**Task directions**
Answer these questions using the forum thread on exactly-once messaging.
(a) According to the first comment, what two things can a sender do when no acknowledgement arrives in the specified time?
(b) Which problem does one commenter use to explain this to people?
(c) In the simplistic example, what is used as the primary key when storing the message in an RDBMS?

**Source excerpt**
========================================================================

Hacker News new | past | comments | ask | show | jobs | submit login

"Exactly once" model of message is theoretically impossible to do in distributed environment with nonzero possibility of failure. If you haven't received acknowledgement from the other side of communication in the specified amount of time you can only do one of two things:

1) do nothing, risking message loss

2) retransmit, risking duplication

But of course that's only from messaging system point of view. Deduplication at receiver end can help reduce problem, but itself can fail (there is no foolproof way of implementing that pseudocode's "has_seen(message.id)" method)

I agree. I wish more messaging platforms would recognize this and stop trying to paper-over the failure mode (Kafka just came out with "Exactly Once," which I think is a variant of the 2-Phase-Commit protocol, which still does not solve the problem).

My go-to for explaining to people is the Two Generals Problem https://en.wikipedia.org/wiki/Two_Generals%27_Problem

After watching the video from the Kafka Summit talk https://www.confluent.io/kafka-summit-nyc17/introducing-exac...

it's an essentially-useless guarantee for any sort of Kafka consumer that interacts with an external system.

Exactly-Once is not something that can be provided-for or delegated-to an arbitrary, non-integrated system. For an "integrated" system, it requires idempotent behavior, in which case it's really At-Least-Once, so...

I think "exactly once" doesn't imply "non-reprocessing" (sorry for the double negative).

Meaning, you want "exactly once" and you don't want duplicates, yes. But you allow for reprocessing, provided that you have a way for deduplicating.

You want a guarantee that if the producer (at the top of your data processing pipeline) sends a message, then this message eventually corresponds to exactly 1 record in your final storage(s).

One easy-to-understand-yet-simplistic example is: send a message to kafka, use topic+partition+offset as primary key, store in a RDBMS. This is widely accepted as "exactly once", but clearly you may have multiple attempts to save the message into the db, which will fail due to the primary key integrity constrain.

So basically what's called "at least once with deduplicating". The parent comment addresses that.

========================================================================

**Source data**
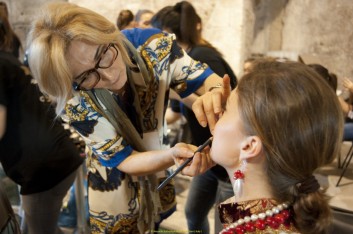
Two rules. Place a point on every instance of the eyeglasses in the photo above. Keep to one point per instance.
(90, 78)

========================================================================

**Output of the exercise**
(a) Do nothing, risking message loss, or retransmit, risking duplication.
(b) The Two Generals Problem.
(c) The topic, partition and offset together.